• **Source records**:
——————————

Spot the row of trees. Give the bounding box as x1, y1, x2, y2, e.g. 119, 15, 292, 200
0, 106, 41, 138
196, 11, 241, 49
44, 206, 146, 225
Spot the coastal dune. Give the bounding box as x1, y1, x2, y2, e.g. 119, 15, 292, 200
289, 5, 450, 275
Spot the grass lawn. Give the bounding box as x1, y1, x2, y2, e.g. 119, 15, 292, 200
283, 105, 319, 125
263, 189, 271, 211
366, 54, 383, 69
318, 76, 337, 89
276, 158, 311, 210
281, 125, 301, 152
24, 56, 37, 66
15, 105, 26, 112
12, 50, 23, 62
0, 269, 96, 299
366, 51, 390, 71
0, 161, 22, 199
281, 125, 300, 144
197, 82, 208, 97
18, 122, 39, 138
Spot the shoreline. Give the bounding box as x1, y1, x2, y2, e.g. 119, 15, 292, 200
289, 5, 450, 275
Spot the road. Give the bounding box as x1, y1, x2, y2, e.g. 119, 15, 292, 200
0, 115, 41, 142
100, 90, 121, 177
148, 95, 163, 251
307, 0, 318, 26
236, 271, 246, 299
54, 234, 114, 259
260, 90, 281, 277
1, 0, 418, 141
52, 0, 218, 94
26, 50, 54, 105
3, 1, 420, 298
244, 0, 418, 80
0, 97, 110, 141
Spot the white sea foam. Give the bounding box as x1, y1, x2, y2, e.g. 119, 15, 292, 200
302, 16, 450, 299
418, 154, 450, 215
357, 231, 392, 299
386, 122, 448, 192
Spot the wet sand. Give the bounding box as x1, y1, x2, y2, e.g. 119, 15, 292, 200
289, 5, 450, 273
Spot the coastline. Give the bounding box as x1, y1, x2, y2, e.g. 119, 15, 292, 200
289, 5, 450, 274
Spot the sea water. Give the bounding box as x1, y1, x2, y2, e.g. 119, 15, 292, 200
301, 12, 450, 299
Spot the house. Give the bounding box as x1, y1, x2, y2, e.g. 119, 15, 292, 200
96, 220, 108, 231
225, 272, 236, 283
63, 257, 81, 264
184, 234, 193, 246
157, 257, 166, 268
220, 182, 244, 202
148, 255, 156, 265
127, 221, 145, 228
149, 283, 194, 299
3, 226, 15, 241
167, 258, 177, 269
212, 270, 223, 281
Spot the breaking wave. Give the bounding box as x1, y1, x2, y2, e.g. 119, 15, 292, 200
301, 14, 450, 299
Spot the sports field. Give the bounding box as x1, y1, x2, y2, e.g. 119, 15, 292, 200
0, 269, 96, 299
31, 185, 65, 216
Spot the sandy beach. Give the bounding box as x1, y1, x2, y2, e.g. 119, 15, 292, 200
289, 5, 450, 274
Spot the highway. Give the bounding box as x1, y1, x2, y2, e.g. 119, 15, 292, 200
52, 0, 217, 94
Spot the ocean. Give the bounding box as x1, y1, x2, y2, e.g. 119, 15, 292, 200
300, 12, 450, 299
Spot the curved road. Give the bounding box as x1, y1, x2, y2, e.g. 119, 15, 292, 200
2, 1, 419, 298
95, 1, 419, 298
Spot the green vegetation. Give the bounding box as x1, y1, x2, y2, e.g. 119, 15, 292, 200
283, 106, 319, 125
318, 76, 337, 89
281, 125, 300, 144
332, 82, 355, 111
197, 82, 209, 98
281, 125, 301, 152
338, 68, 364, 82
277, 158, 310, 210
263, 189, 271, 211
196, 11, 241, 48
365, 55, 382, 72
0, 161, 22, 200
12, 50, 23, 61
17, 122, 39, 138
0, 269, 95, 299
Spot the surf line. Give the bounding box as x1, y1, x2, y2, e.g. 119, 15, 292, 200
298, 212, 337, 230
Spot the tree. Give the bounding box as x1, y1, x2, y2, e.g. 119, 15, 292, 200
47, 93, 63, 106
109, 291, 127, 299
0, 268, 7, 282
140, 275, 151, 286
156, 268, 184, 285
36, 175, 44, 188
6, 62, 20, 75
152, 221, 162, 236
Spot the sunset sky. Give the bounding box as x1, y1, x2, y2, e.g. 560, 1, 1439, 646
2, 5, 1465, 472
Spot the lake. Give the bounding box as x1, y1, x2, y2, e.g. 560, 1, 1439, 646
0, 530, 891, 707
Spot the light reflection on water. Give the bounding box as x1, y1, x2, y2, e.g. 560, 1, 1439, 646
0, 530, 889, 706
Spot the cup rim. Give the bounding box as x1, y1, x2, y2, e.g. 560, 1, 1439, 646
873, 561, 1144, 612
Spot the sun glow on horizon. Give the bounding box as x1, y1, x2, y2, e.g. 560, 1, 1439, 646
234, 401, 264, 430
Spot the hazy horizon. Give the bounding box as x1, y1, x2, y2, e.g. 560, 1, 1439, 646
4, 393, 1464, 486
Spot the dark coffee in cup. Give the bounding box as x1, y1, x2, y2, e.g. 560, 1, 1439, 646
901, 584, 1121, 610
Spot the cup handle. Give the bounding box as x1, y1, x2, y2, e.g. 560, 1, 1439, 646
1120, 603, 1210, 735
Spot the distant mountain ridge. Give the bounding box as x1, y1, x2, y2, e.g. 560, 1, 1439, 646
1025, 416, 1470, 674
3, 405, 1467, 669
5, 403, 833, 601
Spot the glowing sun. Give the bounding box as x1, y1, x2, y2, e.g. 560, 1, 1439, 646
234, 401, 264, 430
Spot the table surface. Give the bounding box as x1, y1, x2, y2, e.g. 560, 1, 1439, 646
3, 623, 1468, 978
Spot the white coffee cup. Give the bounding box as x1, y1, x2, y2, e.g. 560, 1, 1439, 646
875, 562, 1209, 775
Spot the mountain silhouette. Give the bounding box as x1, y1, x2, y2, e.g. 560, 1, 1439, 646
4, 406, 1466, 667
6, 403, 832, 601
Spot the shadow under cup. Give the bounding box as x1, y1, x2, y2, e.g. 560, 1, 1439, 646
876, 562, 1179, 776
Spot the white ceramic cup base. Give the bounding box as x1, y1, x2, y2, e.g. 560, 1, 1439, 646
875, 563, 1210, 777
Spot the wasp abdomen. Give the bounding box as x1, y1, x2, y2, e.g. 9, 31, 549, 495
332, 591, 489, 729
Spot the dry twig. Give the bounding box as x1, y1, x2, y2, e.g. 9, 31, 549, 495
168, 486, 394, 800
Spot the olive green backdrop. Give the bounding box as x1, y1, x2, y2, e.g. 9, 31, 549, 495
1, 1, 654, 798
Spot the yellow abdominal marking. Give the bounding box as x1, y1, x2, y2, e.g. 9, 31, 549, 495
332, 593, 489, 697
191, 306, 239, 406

——————————

The whole of the material above should be given again exactly.

Spot the row of trees. Give the bounding box as x1, y1, x2, y2, e.g. 119, 15, 292, 200
0, 106, 41, 138
196, 11, 241, 49
44, 206, 146, 225
Spot the coastal dune. Give the bounding box as x1, y1, x2, y2, e.g. 119, 15, 292, 200
289, 5, 450, 275
Spot the grass lawn. Give the bounding box as x1, y1, x2, y2, e.g. 119, 15, 292, 200
283, 105, 319, 125
263, 189, 271, 211
366, 54, 383, 69
318, 76, 337, 89
276, 158, 311, 210
281, 125, 301, 152
24, 56, 37, 66
15, 105, 26, 112
12, 50, 23, 62
0, 269, 96, 299
366, 51, 390, 71
0, 161, 22, 199
281, 125, 300, 144
197, 82, 208, 97
18, 122, 39, 138
Spot the shoreline. Give the bounding box as x1, y1, x2, y2, e.g. 119, 15, 292, 200
289, 5, 450, 275
Spot the road. Give the bounding box as x1, y1, x2, y2, e.g. 119, 15, 292, 200
0, 115, 41, 142
100, 90, 121, 177
148, 95, 163, 251
307, 0, 318, 26
236, 271, 246, 299
54, 234, 114, 259
260, 90, 281, 277
1, 0, 418, 141
52, 0, 218, 94
26, 50, 54, 105
3, 1, 420, 298
244, 0, 418, 80
0, 97, 110, 141
Spot the white sea foam. Give the bounding box as x1, y1, x2, y2, e.g. 119, 15, 292, 200
302, 16, 450, 299
418, 154, 450, 215
357, 231, 392, 299
386, 122, 448, 192
Spot the wet sand. Give the bounding box as x1, y1, x2, y2, e.g. 119, 15, 292, 200
289, 5, 450, 273
Spot the coastline. Give the bounding box as x1, y1, x2, y2, e.g. 119, 15, 292, 200
289, 5, 450, 274
Spot the sea water. Give the bounding box as x1, y1, x2, y2, e.g. 119, 15, 292, 200
301, 12, 450, 299
Spot the house. Give the bounding box as x1, y1, x2, y2, e.g. 119, 15, 292, 200
96, 220, 108, 231
225, 272, 236, 283
63, 257, 81, 264
184, 234, 193, 246
157, 257, 166, 268
220, 182, 244, 202
148, 255, 156, 265
127, 221, 145, 228
149, 283, 194, 299
3, 226, 15, 241
167, 258, 177, 269
212, 270, 223, 281
Spot the breaking wave. Give the bounding box as x1, y1, x2, y2, e.g. 119, 15, 292, 200
301, 14, 450, 299
Spot the sports field. Give the bounding box as x1, y1, x2, y2, e.g. 119, 15, 292, 200
0, 269, 96, 299
31, 185, 65, 216
Spot the sandy beach. Give the bounding box as x1, y1, x2, y2, e.g. 119, 15, 292, 200
289, 5, 450, 274
Spot the highway. Give the bounding box as x1, y1, x2, y2, e.g. 119, 15, 292, 200
52, 0, 217, 94
Spot the ocean. Give the bounding box as x1, y1, x2, y2, e.g. 119, 15, 292, 200
300, 12, 450, 299
Spot the curved road. Give the bounding box as x1, y1, x2, y2, e.g. 119, 15, 292, 200
2, 1, 419, 298
95, 1, 419, 298
Spot the green vegetation. Give the bounding box as x1, y1, x2, y2, e.g. 119, 15, 292, 200
283, 106, 319, 125
318, 76, 337, 89
281, 125, 300, 144
332, 82, 355, 111
197, 82, 209, 98
281, 125, 301, 152
338, 68, 364, 82
277, 158, 310, 210
263, 189, 271, 211
196, 11, 241, 48
365, 55, 382, 72
0, 161, 22, 200
12, 50, 23, 61
17, 122, 39, 138
0, 269, 95, 299
Spot the surf line. Give the bounding box as x1, y1, x2, y2, e.g. 119, 15, 292, 200
298, 212, 337, 230
Spot the tree. Give the bounding box as x1, y1, x2, y2, e.g. 119, 15, 292, 200
47, 93, 63, 106
109, 291, 127, 299
0, 268, 7, 282
140, 275, 151, 286
156, 268, 184, 285
36, 175, 44, 188
6, 62, 20, 75
152, 221, 162, 236
Spot the sunset sky. Give the bounding box as x1, y1, x2, y2, e.g. 560, 1, 1439, 646
2, 5, 1465, 472
Spot the lake. Give the bounding box as x1, y1, x2, y2, e.g. 560, 1, 1439, 646
0, 530, 891, 707
Spot the light reflection on water. Give the bounding box as x1, y1, x2, y2, e.g. 560, 1, 1439, 646
0, 530, 889, 706
Spot the cup rim. Give the bounding box as x1, y1, x2, y2, e.g. 560, 1, 1439, 646
873, 561, 1144, 612
Spot the sun glow on horizon. Give the bounding box as x1, y1, x2, y2, e.g. 560, 1, 1439, 646
234, 401, 264, 430
Spot the hazy horizon. Give the bounding box as x1, y1, x2, y2, e.g. 560, 1, 1439, 646
4, 393, 1464, 486
Spot the dark coffee in cup. Give the bounding box as x1, y1, x2, y2, e.g. 560, 1, 1439, 646
901, 584, 1121, 610
Spot the cup handle. Give the bounding box as x1, y1, x2, y2, e.g. 560, 1, 1439, 646
1120, 603, 1210, 735
Spot the distant mountain ridge. Give the bounding box as x1, y1, x2, y2, e.g. 560, 1, 1439, 646
1025, 416, 1470, 674
3, 405, 1467, 669
5, 403, 833, 601
Spot the glowing sun. Give the bounding box as x1, y1, x2, y2, e.g. 560, 1, 1439, 646
234, 401, 264, 430
Spot the table surface. Give the bounding box as x1, y1, x2, y2, e.g. 560, 1, 1439, 646
3, 623, 1468, 978
Spot the white coffee cup. Give the bounding box as x1, y1, x2, y2, e.g. 560, 1, 1439, 646
875, 562, 1209, 775
Spot the mountain silhouette. Give the bounding box as x1, y1, x2, y2, e.g. 560, 1, 1439, 646
4, 406, 1466, 667
6, 403, 832, 601
Spot the shadow under cup. Give the bounding box as x1, y1, x2, y2, e.g. 560, 1, 1439, 646
876, 562, 1179, 776
Spot the white ceramic cup base. Give the bounding box as x1, y1, x2, y2, e.g. 560, 1, 1439, 646
875, 563, 1210, 777
Spot the wasp abdomen. Give the bounding box as x1, y1, x2, y2, e.g. 9, 31, 549, 495
332, 591, 489, 729
Spot the dry twig. Give the bounding box as x1, y1, x2, y2, e.g. 9, 31, 549, 495
168, 486, 394, 800
Spot the olive green backdrop. Give the bounding box as x1, y1, x2, y2, e.g. 9, 31, 549, 495
1, 1, 654, 798
Spot the yellow abdominal marking. Give the bounding box as x1, y1, x2, y2, e.g. 9, 31, 549, 495
332, 593, 489, 697
191, 306, 239, 406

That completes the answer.